== Set task ==
How would you put this sentence from the forum thread on skull audio below into Spanish: "There is a Remove Vocals tool under the Stereo menu in Goldwave."?

== Provided text ==
==*==
# Audio Help Needed



## Brad Green (Jul 29, 2004)

I recently got a Scary Terry skull, and now that everything works, I'm in need of some help to set up the audio for it. What I want to do is use Stephen Lynch's "Halloween", but I have no clue as to how the vocal can be seperated from the guitar. Can this be done with Goldwave? I have no idea (complete audio moron) how to do this and I was hoping someone here could help.


----------



## the_PROCRASTINATOR (Oct 14, 2006)

Well if you don't find any high tech programs that work for you, you can do it like I have... CAVE MAN STYLE!
You can simply tap a mic with your finger tip while listening to the original recording. Then you sync the mic-taps to the original.
The taps will operate the mouth like a puppet on one track, while everyone hears the Stephen Lynch's "Halloween" sound track from the speakers.
I told ya... CAVE MAN STYLE....


----------



## Otaku (Dec 3, 2004)

Hi Brad,
There is a Remove Vocals tool under the Stereo menu in Goldwave. Check the Help file - it gives some details on how to use it to remove vocal tracks. I've always used mono tracks with Goldwave, so I can't help you with this. 

On a side note, I'm currently working on a circuit that will allow those $5 16 MB MP3 players (found at MPJA) to be turned on and off remotely, and they play stereo MP3 files. If these players are something you might use, let me know and I'll send you the how-to when I get the circuit working.


----------



## Brad Green (Jul 29, 2004)

Thanks guys, and yes, Otaku, I am VERY interested in your progress with those little MP3 players (matter of fact, I was going to pm you and see how you had progressed). I would sincerely appreciate a line when you get it going!


----------



## slimy (Jul 12, 2006)

The hell with sending it privately, O, post that sucker when you are done. There are several of us that would be interested in seeing it.


----------



## HibLaGrande (Sep 25, 2005)
==*==
== Record set ==
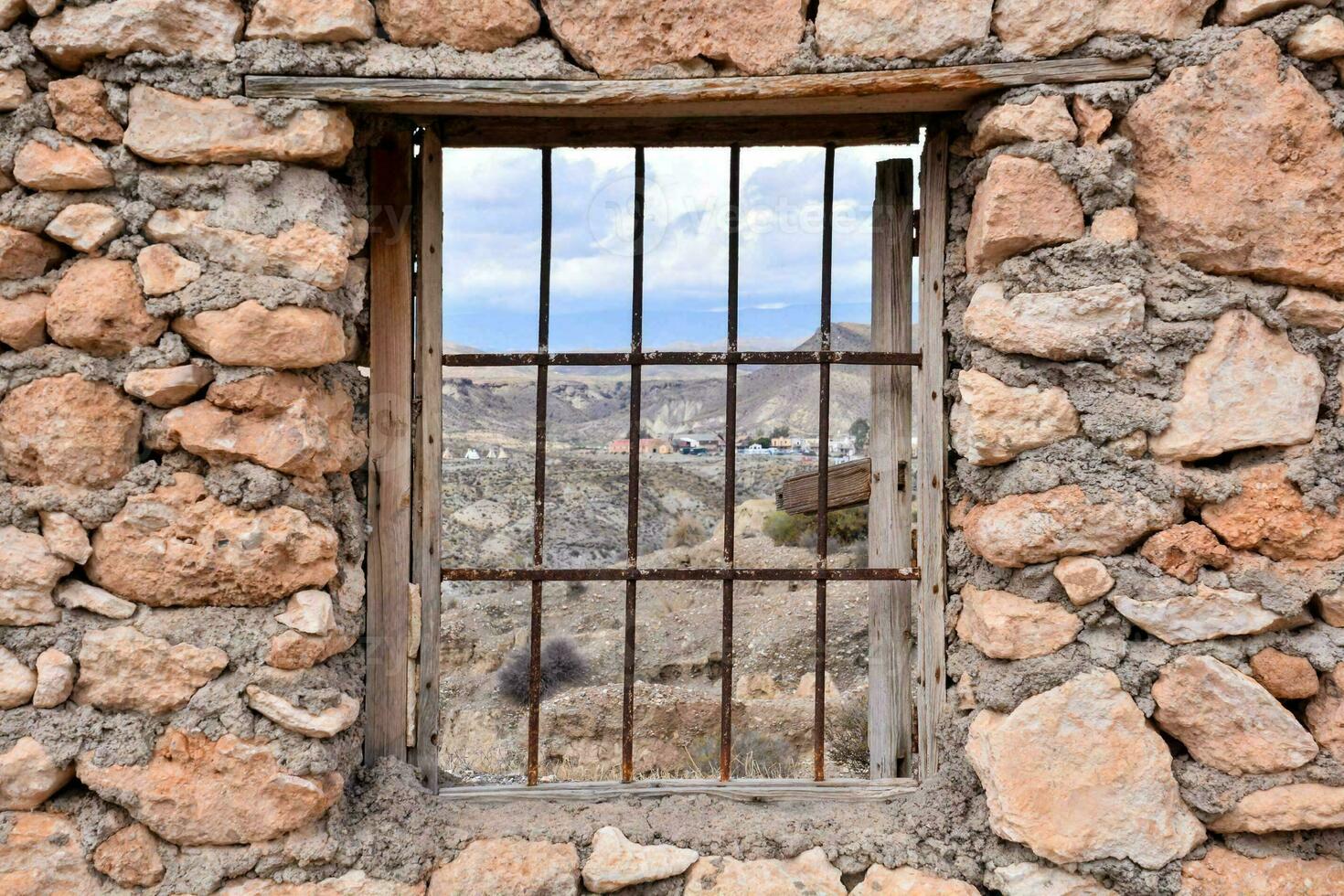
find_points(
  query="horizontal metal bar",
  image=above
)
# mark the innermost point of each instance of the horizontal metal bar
(634, 574)
(679, 359)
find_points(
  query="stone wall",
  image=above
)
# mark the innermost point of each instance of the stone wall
(1147, 551)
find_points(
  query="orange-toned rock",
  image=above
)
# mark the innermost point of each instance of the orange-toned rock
(197, 792)
(1198, 199)
(28, 775)
(71, 165)
(80, 108)
(66, 430)
(1221, 872)
(1270, 517)
(900, 28)
(1285, 676)
(251, 335)
(1020, 206)
(23, 254)
(1035, 528)
(40, 855)
(1008, 626)
(624, 37)
(122, 669)
(304, 251)
(1227, 720)
(1249, 387)
(312, 20)
(1077, 774)
(180, 547)
(97, 306)
(1041, 120)
(131, 858)
(283, 421)
(1184, 549)
(172, 129)
(509, 867)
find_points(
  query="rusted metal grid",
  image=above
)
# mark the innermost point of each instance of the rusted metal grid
(632, 574)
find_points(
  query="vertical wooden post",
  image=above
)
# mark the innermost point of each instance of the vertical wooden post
(932, 463)
(890, 709)
(390, 349)
(429, 450)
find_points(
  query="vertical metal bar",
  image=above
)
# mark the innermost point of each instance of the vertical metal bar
(818, 727)
(730, 466)
(632, 512)
(543, 338)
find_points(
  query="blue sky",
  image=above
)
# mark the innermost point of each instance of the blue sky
(492, 246)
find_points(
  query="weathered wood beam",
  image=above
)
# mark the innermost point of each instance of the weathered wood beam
(912, 91)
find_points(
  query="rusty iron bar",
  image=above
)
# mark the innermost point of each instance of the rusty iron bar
(543, 340)
(632, 512)
(818, 693)
(730, 469)
(675, 359)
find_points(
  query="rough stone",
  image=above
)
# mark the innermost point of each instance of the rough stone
(1118, 798)
(1008, 626)
(1307, 806)
(994, 423)
(1184, 549)
(909, 881)
(205, 28)
(1085, 579)
(97, 306)
(131, 858)
(68, 430)
(28, 775)
(1037, 528)
(251, 335)
(725, 876)
(1309, 308)
(197, 792)
(900, 28)
(1227, 720)
(1061, 326)
(23, 254)
(1020, 206)
(28, 572)
(1198, 199)
(303, 251)
(312, 20)
(1249, 387)
(509, 867)
(1204, 615)
(1285, 676)
(80, 595)
(625, 37)
(71, 165)
(174, 129)
(85, 226)
(122, 669)
(1043, 120)
(615, 863)
(163, 271)
(56, 678)
(169, 386)
(23, 321)
(328, 723)
(177, 546)
(1269, 516)
(80, 109)
(1050, 27)
(1221, 872)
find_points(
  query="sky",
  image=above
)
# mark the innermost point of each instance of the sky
(492, 246)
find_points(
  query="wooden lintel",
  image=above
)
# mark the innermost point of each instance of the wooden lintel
(910, 91)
==*==
== Task solution ==
Hay una herramienta Remove Vocals en el menú Stereo de Goldwave.